Equation for AutoRegressive Models : As explained by Claude sprinkled with info by me
This equation is from the paper : Fine-Tuning Language Models from Human Preferences (https://arxiv.org/pdf/1909.08593)
This equation describes how a language model defines the probability of a sequence of tokens. Let’s break it down:
1. Vocabulary Σ: This is the set of all possible tokens (words, subwords, or characters) the model can use.
2. Language model ρ: This is a probability distribution over sequences of tokens.
3. Σⁿ: This represents all possible sequences of n tokens from the vocabulary.
4. ρ(x₀ … xₙ₋₁): This is the probability of a specific sequence of n tokens (from x₀ to xₙ₋₁).
5. The equation: ρ(x₀ … xₙ₋₁) = ∏₀≤k<n ρ(xₖ|x₀ … xₖ₋₁)
This says that the probability of the entire sequence is equal to the product of the probabilities of each token, given all the tokens that came before it.

**DATA EXTRACTS:**

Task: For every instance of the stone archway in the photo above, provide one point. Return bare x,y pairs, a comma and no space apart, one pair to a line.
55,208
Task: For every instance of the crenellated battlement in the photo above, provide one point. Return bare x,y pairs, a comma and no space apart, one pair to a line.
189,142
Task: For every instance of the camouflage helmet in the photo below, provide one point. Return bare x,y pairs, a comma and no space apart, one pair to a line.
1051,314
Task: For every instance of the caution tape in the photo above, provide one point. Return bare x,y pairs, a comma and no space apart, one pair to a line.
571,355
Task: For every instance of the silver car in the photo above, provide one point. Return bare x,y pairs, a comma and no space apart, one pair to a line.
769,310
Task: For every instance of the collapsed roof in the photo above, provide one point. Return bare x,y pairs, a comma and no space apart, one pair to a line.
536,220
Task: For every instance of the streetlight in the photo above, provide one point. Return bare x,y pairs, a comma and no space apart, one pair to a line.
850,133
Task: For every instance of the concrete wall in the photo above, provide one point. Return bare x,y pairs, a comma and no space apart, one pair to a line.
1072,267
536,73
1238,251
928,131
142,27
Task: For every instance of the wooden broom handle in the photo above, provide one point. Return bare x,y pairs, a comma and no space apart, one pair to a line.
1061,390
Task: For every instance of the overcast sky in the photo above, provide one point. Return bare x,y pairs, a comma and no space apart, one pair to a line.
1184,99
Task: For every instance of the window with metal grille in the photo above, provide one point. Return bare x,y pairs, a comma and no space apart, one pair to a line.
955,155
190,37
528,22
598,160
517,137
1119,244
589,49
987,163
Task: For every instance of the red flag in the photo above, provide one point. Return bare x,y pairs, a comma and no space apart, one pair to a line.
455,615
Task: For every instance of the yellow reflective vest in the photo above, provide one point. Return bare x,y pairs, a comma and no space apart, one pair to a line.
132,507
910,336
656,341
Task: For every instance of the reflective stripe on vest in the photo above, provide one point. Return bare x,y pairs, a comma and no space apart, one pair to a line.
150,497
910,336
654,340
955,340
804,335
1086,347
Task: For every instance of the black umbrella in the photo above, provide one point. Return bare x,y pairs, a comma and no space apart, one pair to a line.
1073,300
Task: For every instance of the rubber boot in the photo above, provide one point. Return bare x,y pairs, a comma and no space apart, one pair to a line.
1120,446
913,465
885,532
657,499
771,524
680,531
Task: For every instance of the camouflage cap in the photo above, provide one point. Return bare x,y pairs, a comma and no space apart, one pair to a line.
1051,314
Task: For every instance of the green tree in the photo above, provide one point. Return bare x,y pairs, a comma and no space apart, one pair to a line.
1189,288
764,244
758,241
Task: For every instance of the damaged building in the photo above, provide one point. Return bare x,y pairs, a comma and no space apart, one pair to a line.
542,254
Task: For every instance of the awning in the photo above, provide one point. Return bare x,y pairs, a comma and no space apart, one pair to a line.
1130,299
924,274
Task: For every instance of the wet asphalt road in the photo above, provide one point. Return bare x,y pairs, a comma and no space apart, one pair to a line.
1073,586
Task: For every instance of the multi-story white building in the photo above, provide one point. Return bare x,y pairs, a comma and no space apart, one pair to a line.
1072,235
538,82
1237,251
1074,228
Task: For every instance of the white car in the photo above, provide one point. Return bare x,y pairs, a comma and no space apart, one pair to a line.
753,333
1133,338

**SET OF TASKS:**
1. Reproduce the passage on the autoregressive model equation from "This equation describes" up to and including "model can use.".
2. Carry on the explanation of the autoregressive model equation, starting after its final sentence.
The records have no connection to the text about autoregressive language model probability.

**ANSWERS FOR THE TASKS:**
1.
This equation describes how a language model defines the probability of a sequence of tokens. Let’s break it down:
1. Vocabulary Σ: This is the set of all possible tokens (words, subwords, or characters) the model can use.

2.
6. ρ(xₖ|x₀ … xₖ₋₁): This is the conditional probability of token xₖ given all previous tokens x₀ to xₖ₋₁.
7. The product ∏ is taken over all k from 0 to n-1, multiplying all these conditional probabilities together.
This equation encapsulates the fundamental principle of autoregressive language models: they predict each token based on all the previous tokens, and the probability of a full sequence is the product of these individual predictions. This allows the model to generate coherent sequences of text by sampling from these probabilities one token at a time.